Quote, without any change, the line that contains "Examine the image above and tell me: where has the dark" and all lines that follow it to the end of the data below.

ENTRIES:
* start *

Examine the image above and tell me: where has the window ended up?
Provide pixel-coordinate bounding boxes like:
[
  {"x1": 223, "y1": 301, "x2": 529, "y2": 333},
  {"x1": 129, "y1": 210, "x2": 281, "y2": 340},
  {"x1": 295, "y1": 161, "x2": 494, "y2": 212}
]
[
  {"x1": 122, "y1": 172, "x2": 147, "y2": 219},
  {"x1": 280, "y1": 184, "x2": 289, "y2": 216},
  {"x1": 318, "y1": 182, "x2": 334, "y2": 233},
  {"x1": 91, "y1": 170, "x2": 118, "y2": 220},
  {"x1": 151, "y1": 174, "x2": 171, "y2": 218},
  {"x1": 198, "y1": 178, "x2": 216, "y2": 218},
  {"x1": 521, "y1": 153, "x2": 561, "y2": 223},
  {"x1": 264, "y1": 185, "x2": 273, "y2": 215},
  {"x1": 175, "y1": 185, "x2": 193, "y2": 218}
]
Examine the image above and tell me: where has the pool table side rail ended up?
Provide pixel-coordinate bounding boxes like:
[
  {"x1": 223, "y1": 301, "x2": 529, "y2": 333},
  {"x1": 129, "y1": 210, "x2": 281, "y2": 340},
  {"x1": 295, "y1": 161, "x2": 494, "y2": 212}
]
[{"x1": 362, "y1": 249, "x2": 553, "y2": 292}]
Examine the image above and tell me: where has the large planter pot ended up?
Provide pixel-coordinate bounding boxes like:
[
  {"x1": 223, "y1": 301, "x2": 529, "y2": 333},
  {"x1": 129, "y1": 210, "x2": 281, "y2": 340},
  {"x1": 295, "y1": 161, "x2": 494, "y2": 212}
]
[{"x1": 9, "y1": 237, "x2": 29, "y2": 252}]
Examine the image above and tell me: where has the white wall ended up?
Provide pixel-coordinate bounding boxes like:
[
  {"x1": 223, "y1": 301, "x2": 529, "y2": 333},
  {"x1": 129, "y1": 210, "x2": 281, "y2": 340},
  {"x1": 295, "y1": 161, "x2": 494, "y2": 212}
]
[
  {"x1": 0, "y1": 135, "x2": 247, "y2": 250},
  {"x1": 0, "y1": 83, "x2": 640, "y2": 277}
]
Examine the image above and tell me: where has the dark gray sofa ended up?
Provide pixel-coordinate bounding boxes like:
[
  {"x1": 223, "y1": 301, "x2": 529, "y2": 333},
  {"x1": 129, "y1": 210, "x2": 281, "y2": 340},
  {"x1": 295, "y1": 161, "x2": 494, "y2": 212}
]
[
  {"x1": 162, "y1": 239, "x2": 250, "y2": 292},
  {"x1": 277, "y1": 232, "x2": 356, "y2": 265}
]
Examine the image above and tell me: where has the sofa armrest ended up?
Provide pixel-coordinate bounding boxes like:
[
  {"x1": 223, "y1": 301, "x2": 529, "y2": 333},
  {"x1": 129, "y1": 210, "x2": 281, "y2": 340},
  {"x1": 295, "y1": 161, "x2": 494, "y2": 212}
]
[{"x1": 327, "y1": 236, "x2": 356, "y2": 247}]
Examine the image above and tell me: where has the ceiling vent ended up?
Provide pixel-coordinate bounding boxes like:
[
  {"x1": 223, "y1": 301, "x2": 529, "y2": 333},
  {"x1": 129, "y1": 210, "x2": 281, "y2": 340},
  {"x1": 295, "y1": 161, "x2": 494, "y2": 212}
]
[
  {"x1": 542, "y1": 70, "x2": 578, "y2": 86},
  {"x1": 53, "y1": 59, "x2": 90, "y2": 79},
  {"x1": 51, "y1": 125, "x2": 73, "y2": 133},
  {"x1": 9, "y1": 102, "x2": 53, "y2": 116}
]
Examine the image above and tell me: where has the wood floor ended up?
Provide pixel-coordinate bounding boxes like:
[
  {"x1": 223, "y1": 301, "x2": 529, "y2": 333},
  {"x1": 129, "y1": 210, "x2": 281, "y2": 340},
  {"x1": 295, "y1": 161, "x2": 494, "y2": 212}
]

* end *

EXPECTED OUTPUT:
Examine the image above and tell me: where has the dark gray sofa ended up?
Provide pixel-coordinate bounding boxes like:
[
  {"x1": 223, "y1": 301, "x2": 529, "y2": 333},
  {"x1": 129, "y1": 210, "x2": 281, "y2": 340},
  {"x1": 295, "y1": 161, "x2": 494, "y2": 212}
]
[
  {"x1": 162, "y1": 239, "x2": 250, "y2": 292},
  {"x1": 277, "y1": 232, "x2": 356, "y2": 265}
]
Examine the image above and tell me: where has the sofa armrest ended up?
Provide pixel-coordinate bounding boxes like:
[
  {"x1": 223, "y1": 301, "x2": 529, "y2": 333},
  {"x1": 129, "y1": 210, "x2": 281, "y2": 340},
  {"x1": 295, "y1": 161, "x2": 494, "y2": 212}
]
[{"x1": 327, "y1": 236, "x2": 356, "y2": 247}]
Examine the image above and tell me: where has the ceiling vent ended up?
Provide pixel-coordinate bounding boxes like:
[
  {"x1": 223, "y1": 301, "x2": 529, "y2": 333},
  {"x1": 129, "y1": 210, "x2": 281, "y2": 340},
  {"x1": 295, "y1": 161, "x2": 494, "y2": 212}
]
[
  {"x1": 542, "y1": 70, "x2": 578, "y2": 86},
  {"x1": 53, "y1": 59, "x2": 90, "y2": 79},
  {"x1": 51, "y1": 125, "x2": 73, "y2": 133},
  {"x1": 9, "y1": 102, "x2": 53, "y2": 116}
]
Examine the image above and tell me: where has the wood floor ended up?
Provide pixel-coordinate bounding boxes like:
[
  {"x1": 223, "y1": 301, "x2": 529, "y2": 333},
  {"x1": 129, "y1": 210, "x2": 281, "y2": 340},
  {"x1": 295, "y1": 161, "x2": 494, "y2": 212}
]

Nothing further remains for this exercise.